#### Data supplied
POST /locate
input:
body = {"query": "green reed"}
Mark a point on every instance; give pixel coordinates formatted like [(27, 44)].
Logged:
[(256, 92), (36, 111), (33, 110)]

#### Task prompt
Copy the lines above without changing anything.

#### Problem solution
POST /locate
input:
body = {"query": "green reed"}
Mark a point on every instance; give pixel coordinates formatted like [(27, 44)].
Logged:
[(256, 92), (36, 111), (33, 110)]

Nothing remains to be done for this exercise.